Write out again every line from the start of the records through the line holding "(1023, 179)", inclusive, requests included. Add -71 to each coordinate number in the answers.

# RECORDS
----------

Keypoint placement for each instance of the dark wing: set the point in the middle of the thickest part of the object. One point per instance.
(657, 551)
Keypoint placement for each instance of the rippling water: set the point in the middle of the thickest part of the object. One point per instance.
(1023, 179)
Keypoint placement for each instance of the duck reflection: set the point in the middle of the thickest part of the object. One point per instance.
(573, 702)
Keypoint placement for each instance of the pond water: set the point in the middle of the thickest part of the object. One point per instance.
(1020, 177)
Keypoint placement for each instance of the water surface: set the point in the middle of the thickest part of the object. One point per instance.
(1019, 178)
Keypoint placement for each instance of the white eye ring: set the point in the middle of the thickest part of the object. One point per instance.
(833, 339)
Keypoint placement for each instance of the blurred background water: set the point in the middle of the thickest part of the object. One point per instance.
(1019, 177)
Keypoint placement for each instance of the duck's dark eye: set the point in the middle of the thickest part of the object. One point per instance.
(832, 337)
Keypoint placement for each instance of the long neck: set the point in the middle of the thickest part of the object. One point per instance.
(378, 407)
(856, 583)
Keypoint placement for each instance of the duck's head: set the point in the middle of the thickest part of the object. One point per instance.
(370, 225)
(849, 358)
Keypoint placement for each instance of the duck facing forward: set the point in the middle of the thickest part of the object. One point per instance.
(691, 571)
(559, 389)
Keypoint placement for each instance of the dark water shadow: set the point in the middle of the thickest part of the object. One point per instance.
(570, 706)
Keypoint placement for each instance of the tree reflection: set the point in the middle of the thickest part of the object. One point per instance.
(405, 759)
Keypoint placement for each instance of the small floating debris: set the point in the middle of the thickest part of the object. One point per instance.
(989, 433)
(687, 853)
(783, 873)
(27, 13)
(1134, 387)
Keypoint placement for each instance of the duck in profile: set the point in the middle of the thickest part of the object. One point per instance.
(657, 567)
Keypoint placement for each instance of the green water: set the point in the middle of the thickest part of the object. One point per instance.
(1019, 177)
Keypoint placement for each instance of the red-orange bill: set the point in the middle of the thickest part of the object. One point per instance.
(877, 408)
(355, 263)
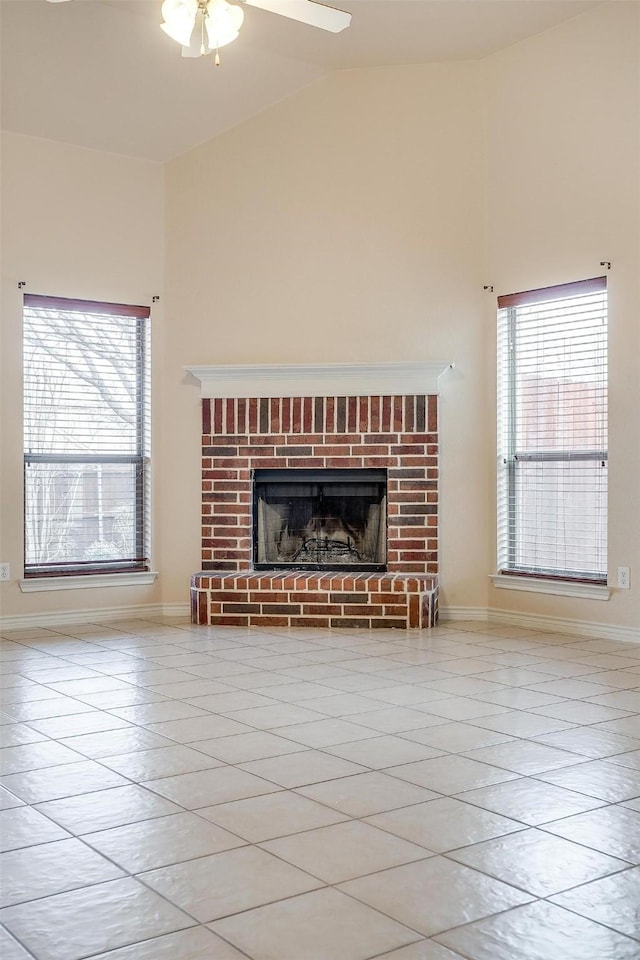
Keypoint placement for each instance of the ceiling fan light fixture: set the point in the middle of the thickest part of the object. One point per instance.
(179, 18)
(223, 21)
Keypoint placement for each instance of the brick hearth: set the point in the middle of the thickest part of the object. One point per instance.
(240, 435)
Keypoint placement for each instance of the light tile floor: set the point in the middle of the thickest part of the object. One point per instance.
(172, 792)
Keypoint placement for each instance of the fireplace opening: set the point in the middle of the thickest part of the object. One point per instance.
(320, 519)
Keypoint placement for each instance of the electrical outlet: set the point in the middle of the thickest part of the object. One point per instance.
(624, 578)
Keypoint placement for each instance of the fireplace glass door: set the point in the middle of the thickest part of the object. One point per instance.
(320, 519)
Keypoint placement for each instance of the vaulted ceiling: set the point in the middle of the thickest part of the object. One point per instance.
(101, 74)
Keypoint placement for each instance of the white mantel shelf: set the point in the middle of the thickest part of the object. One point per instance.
(319, 379)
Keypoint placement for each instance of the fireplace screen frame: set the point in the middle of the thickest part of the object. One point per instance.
(324, 476)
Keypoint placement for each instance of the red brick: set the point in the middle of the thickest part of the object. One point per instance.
(257, 450)
(220, 474)
(281, 608)
(329, 609)
(344, 462)
(362, 610)
(268, 596)
(322, 450)
(397, 413)
(321, 622)
(363, 414)
(206, 416)
(226, 621)
(286, 415)
(396, 610)
(330, 415)
(307, 414)
(409, 413)
(371, 450)
(352, 414)
(348, 622)
(432, 414)
(375, 414)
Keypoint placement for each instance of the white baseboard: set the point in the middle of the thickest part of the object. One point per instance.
(534, 621)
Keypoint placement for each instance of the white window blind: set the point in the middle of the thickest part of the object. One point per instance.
(552, 431)
(86, 436)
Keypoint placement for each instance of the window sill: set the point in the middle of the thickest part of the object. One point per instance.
(137, 579)
(561, 588)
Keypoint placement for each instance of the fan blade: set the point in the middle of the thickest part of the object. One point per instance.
(307, 11)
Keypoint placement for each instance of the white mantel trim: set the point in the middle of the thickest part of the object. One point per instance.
(319, 379)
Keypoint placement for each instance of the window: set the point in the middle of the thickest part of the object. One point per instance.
(86, 436)
(552, 432)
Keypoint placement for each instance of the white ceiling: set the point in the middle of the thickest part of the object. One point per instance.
(101, 74)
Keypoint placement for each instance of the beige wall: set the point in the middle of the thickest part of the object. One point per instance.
(358, 221)
(75, 223)
(563, 194)
(343, 225)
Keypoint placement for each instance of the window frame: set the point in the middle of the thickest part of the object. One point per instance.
(140, 460)
(510, 537)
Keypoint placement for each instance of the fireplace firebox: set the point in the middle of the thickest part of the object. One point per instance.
(320, 519)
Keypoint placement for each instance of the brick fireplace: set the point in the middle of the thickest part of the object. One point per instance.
(332, 430)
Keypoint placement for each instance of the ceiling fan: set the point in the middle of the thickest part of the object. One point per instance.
(202, 26)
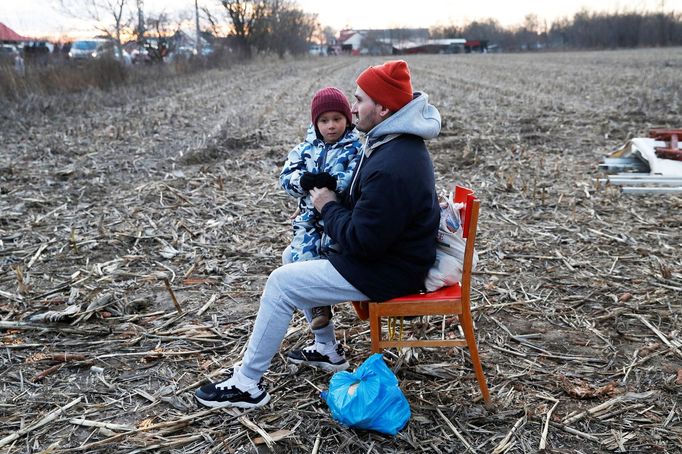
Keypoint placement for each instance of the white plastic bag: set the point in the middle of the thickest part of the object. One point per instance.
(447, 269)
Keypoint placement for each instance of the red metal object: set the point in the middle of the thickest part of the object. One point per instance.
(671, 137)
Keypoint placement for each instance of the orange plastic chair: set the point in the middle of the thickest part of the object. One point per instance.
(453, 300)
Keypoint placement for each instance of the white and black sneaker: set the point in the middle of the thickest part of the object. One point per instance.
(229, 393)
(331, 359)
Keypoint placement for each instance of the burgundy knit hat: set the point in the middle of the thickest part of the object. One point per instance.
(388, 84)
(330, 99)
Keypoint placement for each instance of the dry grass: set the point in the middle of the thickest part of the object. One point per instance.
(105, 196)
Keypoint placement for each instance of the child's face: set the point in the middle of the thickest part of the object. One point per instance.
(331, 125)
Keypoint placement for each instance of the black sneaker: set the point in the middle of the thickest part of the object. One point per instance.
(332, 362)
(321, 317)
(225, 394)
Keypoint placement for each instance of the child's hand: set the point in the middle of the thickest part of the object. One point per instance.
(307, 181)
(325, 180)
(321, 197)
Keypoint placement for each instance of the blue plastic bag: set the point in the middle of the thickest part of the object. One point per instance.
(368, 398)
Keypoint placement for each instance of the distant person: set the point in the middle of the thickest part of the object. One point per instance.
(385, 224)
(325, 159)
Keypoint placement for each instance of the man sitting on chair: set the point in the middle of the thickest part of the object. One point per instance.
(386, 226)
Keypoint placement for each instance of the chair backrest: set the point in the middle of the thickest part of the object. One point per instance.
(469, 217)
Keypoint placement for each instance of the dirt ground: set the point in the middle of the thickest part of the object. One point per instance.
(107, 196)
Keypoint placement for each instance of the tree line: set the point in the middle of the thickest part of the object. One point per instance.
(585, 30)
(253, 26)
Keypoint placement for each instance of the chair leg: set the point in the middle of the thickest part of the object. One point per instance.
(374, 328)
(467, 324)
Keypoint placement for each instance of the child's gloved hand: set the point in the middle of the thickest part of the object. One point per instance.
(325, 180)
(308, 181)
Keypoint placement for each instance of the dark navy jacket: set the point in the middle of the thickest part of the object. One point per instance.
(387, 225)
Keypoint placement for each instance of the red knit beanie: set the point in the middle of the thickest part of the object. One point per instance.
(388, 84)
(329, 99)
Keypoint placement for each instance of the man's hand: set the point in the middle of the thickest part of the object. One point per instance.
(321, 197)
(325, 180)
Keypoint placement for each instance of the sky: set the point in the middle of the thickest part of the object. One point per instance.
(46, 18)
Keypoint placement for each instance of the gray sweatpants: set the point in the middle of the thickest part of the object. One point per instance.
(299, 285)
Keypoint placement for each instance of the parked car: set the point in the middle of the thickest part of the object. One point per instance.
(90, 49)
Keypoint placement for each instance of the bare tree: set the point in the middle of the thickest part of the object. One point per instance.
(111, 17)
(247, 17)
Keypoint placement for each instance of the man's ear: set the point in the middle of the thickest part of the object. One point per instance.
(384, 112)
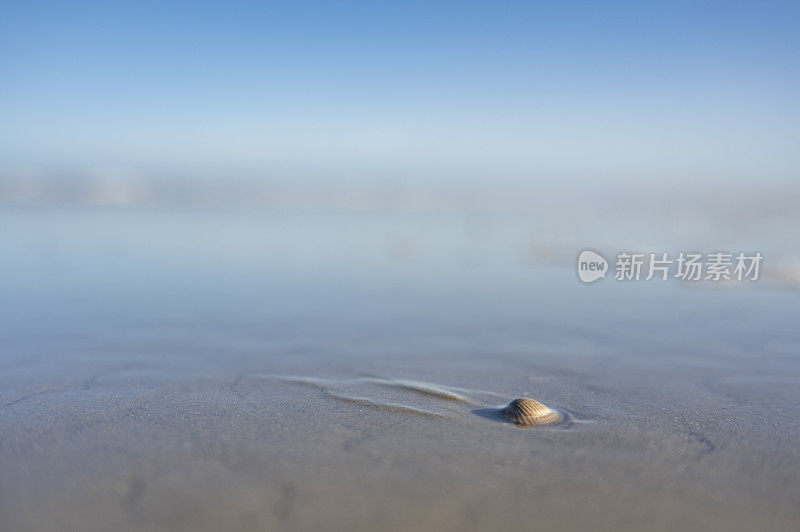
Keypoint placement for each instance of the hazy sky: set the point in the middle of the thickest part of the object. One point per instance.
(412, 90)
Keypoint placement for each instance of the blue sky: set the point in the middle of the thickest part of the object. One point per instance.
(532, 91)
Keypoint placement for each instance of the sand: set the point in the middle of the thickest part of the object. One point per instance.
(178, 379)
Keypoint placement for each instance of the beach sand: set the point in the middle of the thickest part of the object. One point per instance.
(285, 381)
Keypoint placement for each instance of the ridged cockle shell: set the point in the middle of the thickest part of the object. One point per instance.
(527, 412)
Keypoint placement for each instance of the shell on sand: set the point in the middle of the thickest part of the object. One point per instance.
(527, 412)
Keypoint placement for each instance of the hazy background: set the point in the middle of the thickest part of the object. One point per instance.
(684, 93)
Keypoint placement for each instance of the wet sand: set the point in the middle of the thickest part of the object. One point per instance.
(223, 389)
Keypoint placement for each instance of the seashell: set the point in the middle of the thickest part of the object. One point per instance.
(527, 412)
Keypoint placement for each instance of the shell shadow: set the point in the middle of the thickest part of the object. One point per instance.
(496, 414)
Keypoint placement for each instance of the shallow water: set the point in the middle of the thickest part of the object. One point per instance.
(279, 371)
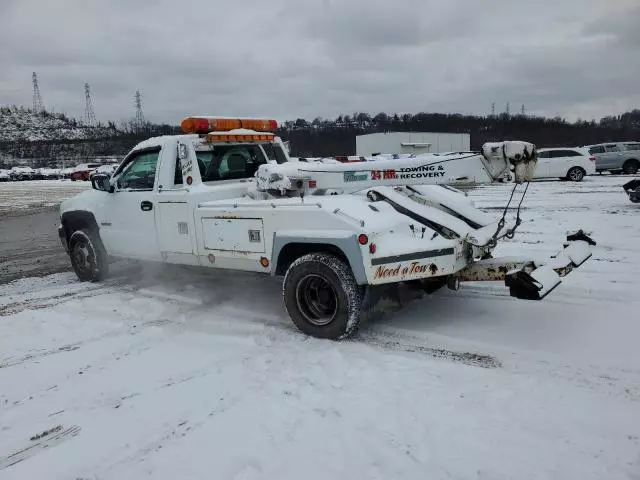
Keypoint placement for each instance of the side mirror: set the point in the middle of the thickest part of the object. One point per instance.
(102, 182)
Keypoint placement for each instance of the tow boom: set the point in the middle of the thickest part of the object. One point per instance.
(316, 178)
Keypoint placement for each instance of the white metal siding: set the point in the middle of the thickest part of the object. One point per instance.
(392, 142)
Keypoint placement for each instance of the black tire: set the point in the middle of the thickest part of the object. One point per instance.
(322, 297)
(88, 256)
(630, 167)
(575, 174)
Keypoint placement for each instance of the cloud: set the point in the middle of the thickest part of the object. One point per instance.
(308, 58)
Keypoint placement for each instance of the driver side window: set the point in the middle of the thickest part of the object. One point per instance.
(140, 174)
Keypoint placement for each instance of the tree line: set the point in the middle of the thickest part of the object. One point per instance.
(331, 137)
(323, 137)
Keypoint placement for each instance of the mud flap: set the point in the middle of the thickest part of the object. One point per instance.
(532, 286)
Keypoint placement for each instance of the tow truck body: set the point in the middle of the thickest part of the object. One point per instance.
(228, 196)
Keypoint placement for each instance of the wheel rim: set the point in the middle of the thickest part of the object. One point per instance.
(317, 300)
(83, 257)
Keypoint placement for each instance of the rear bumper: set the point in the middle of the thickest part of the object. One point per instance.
(62, 234)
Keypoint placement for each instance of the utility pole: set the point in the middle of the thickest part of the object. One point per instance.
(89, 115)
(139, 114)
(38, 106)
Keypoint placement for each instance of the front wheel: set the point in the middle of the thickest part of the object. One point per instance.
(575, 174)
(88, 257)
(322, 297)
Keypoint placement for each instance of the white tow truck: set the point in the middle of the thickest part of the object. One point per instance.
(226, 195)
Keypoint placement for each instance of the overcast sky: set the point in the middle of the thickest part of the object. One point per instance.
(307, 58)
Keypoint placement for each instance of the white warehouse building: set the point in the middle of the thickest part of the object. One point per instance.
(412, 142)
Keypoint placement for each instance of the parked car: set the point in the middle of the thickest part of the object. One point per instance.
(617, 157)
(49, 173)
(565, 163)
(633, 190)
(66, 172)
(22, 173)
(82, 171)
(109, 169)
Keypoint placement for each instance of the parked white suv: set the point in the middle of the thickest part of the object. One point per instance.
(565, 163)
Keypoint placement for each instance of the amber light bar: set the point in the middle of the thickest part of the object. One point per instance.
(215, 138)
(203, 125)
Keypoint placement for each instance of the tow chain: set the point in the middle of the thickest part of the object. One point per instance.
(493, 241)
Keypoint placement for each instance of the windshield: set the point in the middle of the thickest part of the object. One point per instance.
(274, 152)
(228, 162)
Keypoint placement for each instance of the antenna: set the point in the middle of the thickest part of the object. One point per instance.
(139, 114)
(89, 116)
(38, 106)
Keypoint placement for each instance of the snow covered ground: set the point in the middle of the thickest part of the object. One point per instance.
(26, 196)
(167, 374)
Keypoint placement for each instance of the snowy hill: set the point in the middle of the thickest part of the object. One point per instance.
(19, 124)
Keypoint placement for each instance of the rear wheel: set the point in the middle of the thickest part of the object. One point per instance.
(630, 167)
(575, 174)
(88, 257)
(322, 297)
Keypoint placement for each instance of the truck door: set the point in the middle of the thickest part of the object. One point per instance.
(542, 167)
(174, 217)
(127, 225)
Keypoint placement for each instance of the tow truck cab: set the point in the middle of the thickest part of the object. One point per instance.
(145, 210)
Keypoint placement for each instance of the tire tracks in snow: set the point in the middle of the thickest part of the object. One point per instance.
(45, 440)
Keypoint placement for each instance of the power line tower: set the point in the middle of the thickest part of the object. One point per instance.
(89, 115)
(139, 114)
(38, 106)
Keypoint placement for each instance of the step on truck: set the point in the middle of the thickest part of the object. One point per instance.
(226, 194)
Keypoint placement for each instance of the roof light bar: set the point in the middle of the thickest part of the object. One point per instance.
(218, 138)
(203, 125)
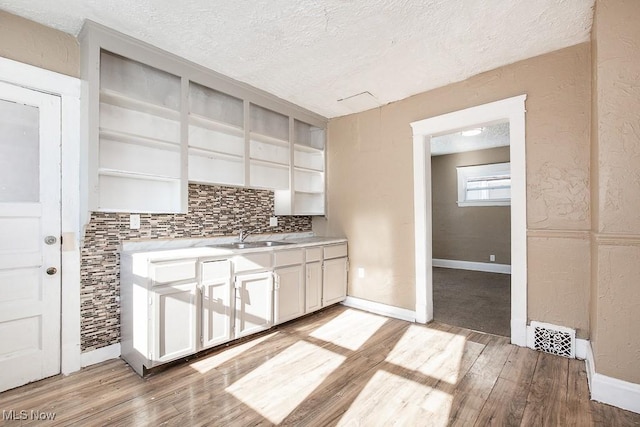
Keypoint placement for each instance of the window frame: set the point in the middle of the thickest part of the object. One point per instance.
(465, 173)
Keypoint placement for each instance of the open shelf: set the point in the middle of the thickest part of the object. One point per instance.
(113, 97)
(135, 175)
(129, 138)
(269, 163)
(268, 139)
(212, 124)
(215, 154)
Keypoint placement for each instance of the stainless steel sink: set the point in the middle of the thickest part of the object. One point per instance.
(248, 245)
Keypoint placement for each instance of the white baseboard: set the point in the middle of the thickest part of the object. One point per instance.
(100, 355)
(611, 391)
(582, 348)
(488, 267)
(379, 308)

----------

# RIGHT ANSWER
Keypoint placement for each instance of the dark wing: set the point in the middle of the thickest part of the object. One point per instance.
(586, 480)
Keypoint placement for each instance of the rippling water: set the point in the middle of the thickest part of the object. One point per instance.
(952, 108)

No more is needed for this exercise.